(MATERIAL SHOWN Opens)

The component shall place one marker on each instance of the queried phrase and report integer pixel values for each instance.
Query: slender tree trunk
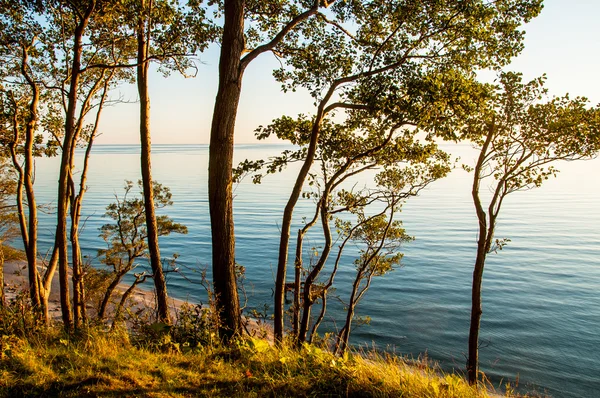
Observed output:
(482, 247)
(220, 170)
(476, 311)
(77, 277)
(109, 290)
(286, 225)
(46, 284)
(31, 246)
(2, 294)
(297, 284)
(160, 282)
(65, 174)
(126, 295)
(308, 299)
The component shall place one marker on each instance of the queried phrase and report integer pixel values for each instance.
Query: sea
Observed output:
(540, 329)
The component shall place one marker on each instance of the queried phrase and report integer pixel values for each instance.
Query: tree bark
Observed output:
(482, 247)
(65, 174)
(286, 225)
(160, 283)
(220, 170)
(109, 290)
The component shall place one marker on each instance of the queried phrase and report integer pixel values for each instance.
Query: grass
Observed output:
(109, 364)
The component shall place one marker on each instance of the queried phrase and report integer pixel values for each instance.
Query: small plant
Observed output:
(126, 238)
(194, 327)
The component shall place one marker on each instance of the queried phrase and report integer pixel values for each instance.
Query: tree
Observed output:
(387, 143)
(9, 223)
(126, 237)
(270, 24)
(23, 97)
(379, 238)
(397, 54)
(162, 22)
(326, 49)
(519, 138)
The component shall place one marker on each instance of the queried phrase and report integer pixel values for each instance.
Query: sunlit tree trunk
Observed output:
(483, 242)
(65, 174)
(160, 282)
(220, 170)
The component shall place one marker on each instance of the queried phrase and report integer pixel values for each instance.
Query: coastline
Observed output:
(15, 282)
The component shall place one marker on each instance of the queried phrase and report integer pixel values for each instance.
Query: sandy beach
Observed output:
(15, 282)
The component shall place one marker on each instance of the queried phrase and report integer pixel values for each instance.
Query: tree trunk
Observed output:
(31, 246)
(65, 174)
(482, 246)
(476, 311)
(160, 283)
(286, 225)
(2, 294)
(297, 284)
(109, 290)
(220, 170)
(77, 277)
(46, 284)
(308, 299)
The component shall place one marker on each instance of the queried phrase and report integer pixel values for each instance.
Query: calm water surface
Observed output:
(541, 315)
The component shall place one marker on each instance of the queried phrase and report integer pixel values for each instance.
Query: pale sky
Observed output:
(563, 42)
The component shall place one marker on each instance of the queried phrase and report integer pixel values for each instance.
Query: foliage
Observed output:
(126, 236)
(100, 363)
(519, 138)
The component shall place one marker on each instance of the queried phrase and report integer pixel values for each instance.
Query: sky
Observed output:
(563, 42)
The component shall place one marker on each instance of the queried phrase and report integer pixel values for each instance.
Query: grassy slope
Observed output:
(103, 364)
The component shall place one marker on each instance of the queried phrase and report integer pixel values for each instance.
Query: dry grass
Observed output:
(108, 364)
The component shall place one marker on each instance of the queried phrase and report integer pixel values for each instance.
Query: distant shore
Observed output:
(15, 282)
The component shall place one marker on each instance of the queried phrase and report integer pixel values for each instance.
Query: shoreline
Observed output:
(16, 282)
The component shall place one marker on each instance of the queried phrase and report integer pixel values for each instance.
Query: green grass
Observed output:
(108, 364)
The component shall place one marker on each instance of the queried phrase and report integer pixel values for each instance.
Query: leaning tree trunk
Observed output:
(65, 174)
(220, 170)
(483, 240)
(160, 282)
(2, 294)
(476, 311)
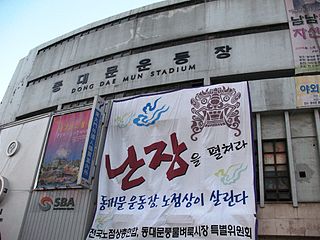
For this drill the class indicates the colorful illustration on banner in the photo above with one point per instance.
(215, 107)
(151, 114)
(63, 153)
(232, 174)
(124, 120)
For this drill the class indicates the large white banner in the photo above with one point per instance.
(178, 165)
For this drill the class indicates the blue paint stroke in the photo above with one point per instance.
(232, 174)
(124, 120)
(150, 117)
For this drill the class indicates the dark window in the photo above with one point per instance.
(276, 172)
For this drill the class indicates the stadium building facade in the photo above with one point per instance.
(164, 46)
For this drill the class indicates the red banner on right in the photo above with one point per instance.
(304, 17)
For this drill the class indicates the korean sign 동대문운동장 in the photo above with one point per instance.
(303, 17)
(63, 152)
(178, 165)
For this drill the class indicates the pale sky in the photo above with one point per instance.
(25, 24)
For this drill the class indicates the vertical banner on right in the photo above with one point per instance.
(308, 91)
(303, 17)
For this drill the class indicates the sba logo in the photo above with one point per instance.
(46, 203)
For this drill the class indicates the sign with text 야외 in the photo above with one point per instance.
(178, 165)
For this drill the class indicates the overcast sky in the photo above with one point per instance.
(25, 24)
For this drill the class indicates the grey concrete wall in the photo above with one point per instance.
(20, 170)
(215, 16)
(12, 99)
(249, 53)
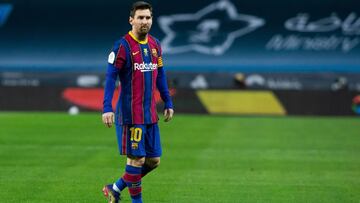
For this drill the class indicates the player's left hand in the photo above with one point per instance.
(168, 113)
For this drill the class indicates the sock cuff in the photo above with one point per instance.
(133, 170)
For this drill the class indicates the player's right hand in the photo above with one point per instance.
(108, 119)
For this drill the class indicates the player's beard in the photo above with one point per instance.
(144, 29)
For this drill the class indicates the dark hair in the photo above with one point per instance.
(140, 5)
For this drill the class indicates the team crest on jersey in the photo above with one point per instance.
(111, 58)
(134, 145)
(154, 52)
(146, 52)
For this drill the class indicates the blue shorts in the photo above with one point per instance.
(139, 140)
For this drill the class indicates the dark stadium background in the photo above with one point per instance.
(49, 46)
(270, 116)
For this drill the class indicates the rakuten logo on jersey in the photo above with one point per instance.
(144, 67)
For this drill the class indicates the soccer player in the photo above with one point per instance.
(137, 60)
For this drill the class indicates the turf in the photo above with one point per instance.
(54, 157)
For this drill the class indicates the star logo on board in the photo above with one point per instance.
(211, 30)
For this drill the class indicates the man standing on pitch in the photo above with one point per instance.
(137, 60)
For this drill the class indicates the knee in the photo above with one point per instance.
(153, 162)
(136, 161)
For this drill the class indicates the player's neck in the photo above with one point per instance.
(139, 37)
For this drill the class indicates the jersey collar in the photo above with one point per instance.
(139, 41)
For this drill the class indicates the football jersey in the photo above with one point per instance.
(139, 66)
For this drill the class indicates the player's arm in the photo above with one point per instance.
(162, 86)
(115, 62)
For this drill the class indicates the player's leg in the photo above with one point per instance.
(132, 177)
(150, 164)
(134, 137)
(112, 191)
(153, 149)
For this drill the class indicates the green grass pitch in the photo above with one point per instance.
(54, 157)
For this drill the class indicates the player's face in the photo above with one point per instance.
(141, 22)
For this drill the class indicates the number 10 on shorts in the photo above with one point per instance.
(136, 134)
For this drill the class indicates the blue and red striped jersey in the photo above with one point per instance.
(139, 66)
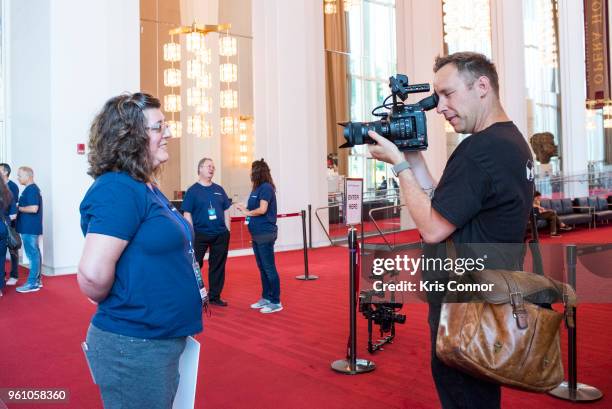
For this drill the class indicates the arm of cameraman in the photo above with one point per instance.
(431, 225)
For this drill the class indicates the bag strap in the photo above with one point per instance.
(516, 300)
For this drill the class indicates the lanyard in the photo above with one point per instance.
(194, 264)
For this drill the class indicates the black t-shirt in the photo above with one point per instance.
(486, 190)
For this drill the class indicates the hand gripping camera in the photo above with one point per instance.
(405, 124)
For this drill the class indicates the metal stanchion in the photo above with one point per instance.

(MATERIAL SHOWN Closes)

GOAL OF THE EXERCISE: Leaving the images out, return every record exactly.

EXPECTED ANSWER:
The component shall place one marker on each instance of the queried phrase and report integer pixel values for each instance.
Query: slender tree trunk
Observed output:
(482, 247)
(220, 170)
(476, 311)
(77, 277)
(109, 290)
(286, 225)
(46, 284)
(31, 246)
(2, 294)
(297, 284)
(160, 282)
(65, 174)
(126, 295)
(308, 299)
The component shall place one marker on each instance of the queried phrase and report integer pixel values for each instance.
Query: sea
Observed output:
(540, 329)
The component shall place one marker on each instance of the queried phrase and report integer pixel values for each instance.
Query: tree bark
Observed output:
(482, 247)
(65, 174)
(286, 225)
(160, 283)
(220, 170)
(109, 290)
The component shall place one marker on each instance of the queried phrase and report integer pixel values for each instance.
Query: grass
Observed output:
(109, 364)
The component shall place one marker on each instance of the queried phrase and report integer pixel values for each instance.
Query: small plant
Observed output:
(126, 238)
(194, 327)
The component shall place one marker on each instance of the queried phrase and report integer pixel values for each instance.
Query: tree
Observed output:
(387, 143)
(9, 223)
(126, 237)
(270, 24)
(23, 97)
(379, 238)
(397, 54)
(162, 22)
(326, 49)
(519, 138)
The component shall place one marker on each instance of the queried phrase and report integer pixel values for each instance.
Query: sunlit tree trunk
Observed output:
(483, 242)
(65, 174)
(160, 282)
(220, 170)
The component shall place one marker on each instance of the queried phrase and report integer pixel values for each instance.
Query: coastline
Observed output:
(15, 282)
The component shall place one marker on each instance of the queried phrase and report integer pixel values for each instance.
Query: sandy beach
Observed output:
(15, 282)
The component shall place one marker on each instance of the queried phrase and report integer pixel values for each instance.
Query: tree trunk
Observed output:
(31, 246)
(65, 174)
(482, 246)
(476, 311)
(160, 283)
(286, 225)
(2, 294)
(297, 284)
(109, 290)
(220, 170)
(77, 277)
(46, 284)
(308, 299)
The component shall place one marker on each instance of the queried phrase and report integer pixel values for each instance.
Query: calm water surface
Observed output:
(541, 315)
The component shall place one marker on each instance of the queried phrase and report integer pixel values for each instance.
Query: pale sky
Observed output:
(563, 42)
The component shall place one marker on each instance of the queried phrase and report integer pixel values for each instance.
Query: foliage
Observed output:
(126, 236)
(100, 363)
(519, 138)
The component shall place one marker on each instance of the queried phrase and report integer pixel values for each instance.
Query: sky
Observed output:
(563, 42)
The component shall place one marker on each instance of the queried phrase and report integer pixel values for each instance.
Query: grassy slope
Observed output:
(103, 364)
The component shall place one marker on each instance of the queried phrase and report integer pixel values for each instance.
Query: dry grass
Observed output:
(108, 364)
The component shall place one marker on each instance of the queried phrase and report integer pixel values for each instance.
Query: distant shore
Observed output:
(15, 282)
The component shall place one marker on each instance of the queried phrase and report integer pixel values for each instance.
Query: shoreline
Observed output:
(16, 282)
The component shall place one marker on each instance of the queried phrase and report integer pixel values for each instance.
Query: green grass
Observed output:
(108, 364)
The component shall place one marker on each instance of the queried phrase and report integer pixel values for each instance.
Query: leaning tree trunk
Observed output:
(65, 174)
(220, 170)
(483, 240)
(160, 282)
(2, 294)
(476, 311)
For this drill the class indicates the colorful illustration on banner in the photo above with one point per instance.
(215, 107)
(151, 114)
(63, 153)
(232, 174)
(124, 120)
For this drill the class indicates the large white banner in the photo above with one point per instance.
(178, 165)
For this drill the class indicates the blue paint stroke in the photo above with one point per instance.
(232, 174)
(124, 120)
(150, 117)
For this drill the class indicates the dark window in the photo above with one point per instance.
(276, 172)
For this drill the class indicates the stadium building facade in the photo above with one point per instance.
(164, 46)
For this drill the class indicates the red banner on right in the photo above with one point per instance.
(304, 17)
For this drill the class indicates the korean sign 동대문운동장 in the photo above with one point per instance.
(303, 17)
(63, 152)
(178, 165)
For this drill the class indicates the pale sky in the photo above with one point per instance.
(25, 24)
For this drill the class indicates the vertical banner on right in the photo above with one point per instance.
(308, 91)
(303, 17)
For this drill the class indicates the sba logo in the photo above with one point per instance.
(46, 203)
For this drill the class indicates the sign with text 야외 in the photo above with one point per instance.
(178, 165)
For this drill the class indicates the overcast sky in the photo above with one point per instance.
(25, 24)
For this drill the class indicates the grey concrete wall in the photo above with one point per instance.
(20, 170)
(215, 16)
(12, 99)
(249, 53)
For this drill the class indicates the player's left hand in the photo above with one point per instance.
(168, 113)
For this drill the class indicates the sock cuff in the photo above with one point per instance.
(133, 170)
For this drill the class indicates the player's right hand in the photo above with one point per instance.
(108, 119)
For this drill the class indicates the player's beard in the photo above with one point per instance.
(144, 29)
For this drill the class indicates the dark hair in the photo above with one point per instance.
(140, 5)
For this drill the class indicates the team crest on jersey in the photo above with one point per instance.
(111, 58)
(134, 145)
(154, 52)
(146, 52)
For this drill the class indicates the blue shorts in the photo above with one point per instance.
(139, 140)
For this drill the class indicates the dark stadium background in the photo above with one point per instance.
(49, 46)
(270, 116)
For this drill the class indicates the rakuten logo on jersey in the photo above with one point per instance.
(144, 67)
For this drill the class indicates the soccer player in the photo above with one point per instance.
(137, 60)
For this drill the class indicates the turf in the photo above with one point per instance.
(54, 157)
For this drill the class indicates the star logo on board in the photo above with one point per instance.
(211, 30)
For this drill the class indicates the man standing on pitch in the photo above with one point per instance.
(137, 60)
For this drill the class indicates the knee in the photo above with one point per instance.
(153, 162)
(136, 161)
For this drill the class indicates the player's neck in the photo above with one point per instance.
(139, 37)
For this drill the class indicates the jersey collar in the photo above with one point per instance.
(139, 41)
For this drill the class indicates the football jersey in the photo above with one point per instance.
(139, 66)
For this drill the class indicates the player's arm in the photo above with one point per instance.
(162, 86)
(115, 62)
For this drill the class indicates the player's leg in the photo above with one point per instance.
(132, 177)
(150, 164)
(134, 137)
(112, 191)
(153, 149)
For this drill the class indicates the green grass pitch in the photo above with one point per instance.
(54, 157)
For this drill the class indicates the player's face in the photo above with one point per instance.
(141, 22)
For this drill the class indicates the number 10 on shorts in the photo above with one point per instance.
(136, 134)
For this drill the class indicates the blue and red striped jersey in the photo above with one point per instance.
(139, 66)
For this drill the class indicates the arm of cameraman in the photo above with one point per instance.
(431, 225)
For this drill the class indicates the bag strap in the photo above with one point per instance.
(516, 300)
For this drill the class indicates the lanyard in the photo above with one point per instance.
(194, 264)
For this drill the class indicates the black t-shirt in the photo above with one point per instance.
(486, 190)
For this drill the class indicates the hand gripping camera in the photo above with one point per instance.
(405, 124)
For this drill the class indicates the metal stanchion in the photo above with one point per instance.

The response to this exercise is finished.